ガスがほどよく落ち着いていて、なおかつキンキンに冷えている。キリンラガー特有の苦味が心地よいアクセント。蒸し暑い九州の夜も、この一杯で乗り切れる!一杯と言わず、二杯目も飲みたい!
オールインワン(750円)
福岡市内と比べればだいぶ涼しいのでしょう。デパートの屋上ビアガーデンのような風は感じられませんが、砂を敷いた地面の冷たさが脚に心地よく伝わってきます。
塩豆やサラミなど、昭和のビアガーデンで楽しまれるようなおつまみをつまみながら、情緒に浸りながら楽しい時間です。
一番搾り<黒生>とキリンラガーのハーフ&ハーフジョッキ(700円)
ハーフ&ハーフが黄昏時のテーブルを赤く染めています。

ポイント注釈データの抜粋
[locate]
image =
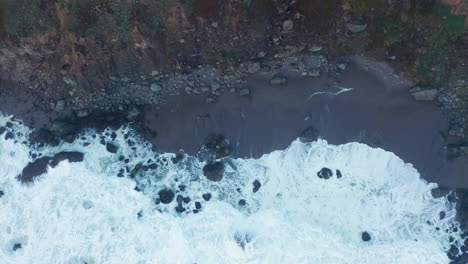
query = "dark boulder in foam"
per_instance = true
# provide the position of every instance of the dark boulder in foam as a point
(365, 236)
(214, 171)
(39, 166)
(70, 156)
(34, 169)
(325, 173)
(218, 145)
(309, 134)
(166, 196)
(43, 137)
(111, 148)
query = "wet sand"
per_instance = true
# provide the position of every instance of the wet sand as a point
(379, 111)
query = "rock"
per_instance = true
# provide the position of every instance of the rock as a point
(214, 171)
(424, 94)
(253, 67)
(133, 113)
(43, 137)
(111, 148)
(155, 87)
(206, 196)
(365, 236)
(257, 186)
(278, 79)
(244, 92)
(33, 170)
(60, 106)
(356, 28)
(166, 196)
(288, 25)
(82, 113)
(70, 156)
(325, 173)
(69, 81)
(338, 174)
(309, 134)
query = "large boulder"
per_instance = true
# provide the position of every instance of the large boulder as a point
(424, 94)
(214, 171)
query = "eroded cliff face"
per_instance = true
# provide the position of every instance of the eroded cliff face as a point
(73, 48)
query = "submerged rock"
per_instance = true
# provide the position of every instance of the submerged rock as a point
(309, 134)
(365, 236)
(214, 171)
(257, 186)
(166, 196)
(424, 94)
(325, 173)
(111, 148)
(278, 79)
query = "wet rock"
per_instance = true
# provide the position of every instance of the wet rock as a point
(217, 145)
(206, 196)
(62, 128)
(338, 174)
(43, 137)
(111, 148)
(155, 87)
(256, 185)
(244, 92)
(253, 67)
(166, 196)
(278, 79)
(214, 171)
(33, 170)
(365, 236)
(288, 25)
(17, 246)
(82, 113)
(325, 173)
(309, 134)
(70, 156)
(356, 28)
(424, 94)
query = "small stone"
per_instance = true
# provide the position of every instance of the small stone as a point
(253, 67)
(111, 148)
(214, 171)
(257, 186)
(206, 196)
(365, 236)
(166, 196)
(325, 173)
(60, 106)
(424, 94)
(155, 87)
(356, 28)
(288, 25)
(278, 79)
(82, 113)
(244, 92)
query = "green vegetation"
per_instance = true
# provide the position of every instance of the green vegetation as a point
(25, 17)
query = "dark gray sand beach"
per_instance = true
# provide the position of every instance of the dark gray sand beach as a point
(376, 109)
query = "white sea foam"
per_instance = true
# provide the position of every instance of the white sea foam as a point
(83, 213)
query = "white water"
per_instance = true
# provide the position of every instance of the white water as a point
(83, 213)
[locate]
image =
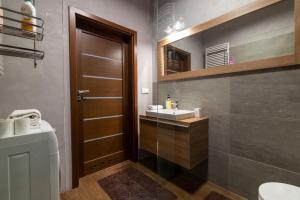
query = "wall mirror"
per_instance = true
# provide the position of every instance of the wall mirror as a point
(262, 34)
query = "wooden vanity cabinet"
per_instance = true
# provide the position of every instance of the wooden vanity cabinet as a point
(183, 142)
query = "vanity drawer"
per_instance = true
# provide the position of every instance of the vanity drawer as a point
(185, 144)
(174, 144)
(148, 136)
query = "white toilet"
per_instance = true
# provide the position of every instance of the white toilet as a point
(278, 191)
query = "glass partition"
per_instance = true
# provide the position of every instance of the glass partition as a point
(232, 147)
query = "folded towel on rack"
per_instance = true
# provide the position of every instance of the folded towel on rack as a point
(155, 107)
(34, 115)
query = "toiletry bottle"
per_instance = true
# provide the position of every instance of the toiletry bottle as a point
(28, 9)
(168, 102)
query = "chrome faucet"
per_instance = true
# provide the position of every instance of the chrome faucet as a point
(175, 106)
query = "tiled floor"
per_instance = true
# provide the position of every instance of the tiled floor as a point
(90, 190)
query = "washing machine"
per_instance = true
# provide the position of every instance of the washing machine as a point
(29, 165)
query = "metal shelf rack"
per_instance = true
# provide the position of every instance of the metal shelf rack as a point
(11, 25)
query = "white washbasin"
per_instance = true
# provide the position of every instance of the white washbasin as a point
(171, 114)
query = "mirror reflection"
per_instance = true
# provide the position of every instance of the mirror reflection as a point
(263, 34)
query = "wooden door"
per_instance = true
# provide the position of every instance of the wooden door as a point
(102, 100)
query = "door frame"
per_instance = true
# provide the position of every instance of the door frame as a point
(78, 16)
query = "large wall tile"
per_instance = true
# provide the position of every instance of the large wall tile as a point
(270, 140)
(245, 176)
(218, 168)
(273, 94)
(219, 132)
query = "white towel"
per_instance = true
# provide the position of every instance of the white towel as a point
(34, 115)
(155, 107)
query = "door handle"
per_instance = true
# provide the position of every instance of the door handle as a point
(80, 93)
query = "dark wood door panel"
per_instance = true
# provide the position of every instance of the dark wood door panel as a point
(99, 148)
(103, 162)
(102, 127)
(102, 107)
(98, 46)
(102, 87)
(101, 67)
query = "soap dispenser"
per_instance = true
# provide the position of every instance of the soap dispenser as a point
(28, 9)
(168, 102)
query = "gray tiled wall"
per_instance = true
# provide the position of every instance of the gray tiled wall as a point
(254, 128)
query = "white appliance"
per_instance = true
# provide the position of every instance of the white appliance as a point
(29, 165)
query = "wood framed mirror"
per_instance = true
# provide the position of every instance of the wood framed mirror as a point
(260, 35)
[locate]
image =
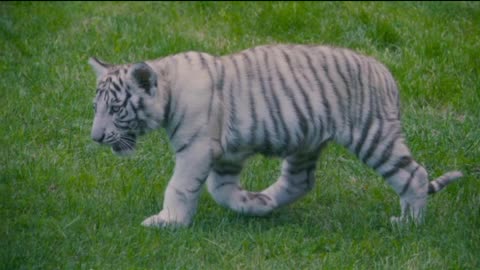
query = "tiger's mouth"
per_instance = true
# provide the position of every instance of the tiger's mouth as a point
(125, 144)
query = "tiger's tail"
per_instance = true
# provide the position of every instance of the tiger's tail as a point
(442, 181)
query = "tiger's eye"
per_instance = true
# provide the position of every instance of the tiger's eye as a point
(115, 109)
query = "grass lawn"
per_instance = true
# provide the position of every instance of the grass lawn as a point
(67, 203)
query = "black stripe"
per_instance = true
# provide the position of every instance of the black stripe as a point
(177, 125)
(321, 88)
(303, 94)
(374, 143)
(225, 168)
(387, 152)
(166, 113)
(288, 92)
(365, 128)
(407, 185)
(200, 182)
(359, 90)
(221, 79)
(116, 87)
(335, 91)
(348, 87)
(270, 106)
(221, 185)
(253, 109)
(188, 143)
(204, 63)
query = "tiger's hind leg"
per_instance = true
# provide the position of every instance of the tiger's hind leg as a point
(297, 178)
(383, 148)
(223, 184)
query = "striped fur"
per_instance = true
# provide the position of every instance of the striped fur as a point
(280, 100)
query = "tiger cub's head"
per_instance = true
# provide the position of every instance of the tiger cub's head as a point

**課題一覧:**
1. ビアガーデンの文章について、次の(a)〜(c)が本文と合っているかを判定してください。それぞれ「はい」か「いいえ」で答え、根拠となる本文の言葉をそのまま引用してください。(a) ハーフ&ハーフジョッキの値段は700円である。(b) デパートの屋上ビアガーデンのような風が感じられる。(c) 地面には砂が敷かれている。
2. ビアガーデンの文章で、昭和のビアガーデンで楽しまれるようなおつまみとして挙げられているものは何ですか。
3. ビアガーデンの文章を、最後の文に続けて書き継いでください。

**課題ごとの解答:**
1.
(a) はい。「一番搾り<黒生>とキリンラガーのハーフ&ハーフジョッキ(700円)」
(b) いいえ。「デパートの屋上ビアガーデンのような風は感じられませんが」
(c) はい。「砂を敷いた地面の冷たさが脚に心地よく伝わってきます」

2. 塩豆やサラミです。

3.
お客さんは入れ替わることなく、皆さんゆったりと仲間同士語らいつつ時間をかけて飲んでいます。こちらもそんなペースに合わせて、のんびりと甘いビールを楽しみました。
ごちそうさま
まるで昭和のキリン直営ビアガーデンにタイムスリップして迷い込んだような不思議な空間の『ビヤガーデン博多屋』。キリン好きの方はもちんろ、レトロな居酒屋がお好きな方は、足を運ぶ価値は十分にあると思います。
気になる営業期間ですが、5月から8月までの3ヶ月しかありません。期間が短いのは、店主の福田るいさんの本業は、ビヤガーデン経営だけでなく、小代焼瑞穂窯の二代目になるプロの陶芸家でもあるからです。陶芸に興味がある方は、福田さんとのお話も楽しめると思います。
(取材・文・撮影/塩見 なゆ)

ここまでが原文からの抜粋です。